** 記事 **
夢じゃない夢小説に呼び名を付けてくれ!
恋の要素がない夢小説の呼び方を、その筋の仙人たちに決めてほしくなってきた。
自作の二次創作物に評価を頂いていたのを、先ほど通知で見た。その作品は7年前の投稿物で、尚且つ、今より文章作りに慣れていない頃の文章だった。過去の作品を発掘してもらえたような気分で、評価を頂けたのは嬉しかった。その作品が懐かしくて、僕も読んでみる事にした。
それで、僕は笑ったのだ。作風が今と変わらなくて笑ってしまった。その頃の僕のほうが今より純粋だったのだと思う、文章に雑味がなかった。読みながら、その小綺麗さと僅かな気色悪さに、ギャハった。ギャハギャハと笑った。最高だった、僕好みの文章だった。(書き手が同一だから当然とも言えるが)
僕の作る二次創作物には小説が多くて、中でも主要キャラクターが2名の作品が多い。一方は二次創作元の作品のキャラクター、もう一方はそのキャラクターと親しい誰か、という構図が主にある。その「誰か」には、元作品のキャラクターではなく、俗に言う「モブ」を置いている。

** 利用可能データ **
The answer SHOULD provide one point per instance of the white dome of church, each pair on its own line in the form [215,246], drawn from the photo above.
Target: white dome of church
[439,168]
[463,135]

** 取り組む課題 **
恋愛要素のない夢小説の呼び名についての記事を、「俗に言う「モブ」を置いている。」で終わる一文のあとから書き継いでください。

** 課題の結果 **
作品の公開時にはジャンルの棲み分けに注意を払って、「夢小説」や「妄想作文」などと表記するようにしている。そして、この記事のタイトルに繋がる。
上記のように、僕の作る二次創作物には、相関図が「元作品のキャラクターとモブ」の構図になる作品が多い。だが、どれもこれも「そういう夢向け」ではない。恋愛描写は特にないのだ。これが棲み分けの際、表記が難しくて困る。「何も気にせず読んでくれよな☆」と書けたらどれだけ楽だろう、作品の内容に対して誤解のない注意表記を必要とされている気がしてしまう僕も僕で難儀だ。
何度か調べているが、「夢向け」というのは、主に、恋愛描写を含む創作物に当てられる作品の分類名だと捉えている。例えば、R18作品でも恋愛描写がなければ「夢向け」ではなくて、「センシティブな表現あり」のR18だったりするのだろう。
とはいえ、「夢向け」の定義に恋愛描写が必須というわけでもないらしく、恋愛がない夢向け作品も存在する。これ、この「恋愛がない夢向け作品」を「夢向け」とする事に僕は抵抗が出てきている。
だから、そういう「夢ではない夢向け作品」を好む手練れ(作る側も読む側も含む)たちに、その呼び名を決めてほしくなっている。
この話の難しいのは、僕の場合、キャラクターのどちらか一方だけが自作ではない、という事だと思う。これがどちらもオリジナルのキャラクターなら、同じ構図だとしても棲み分けは必要ないはずだ。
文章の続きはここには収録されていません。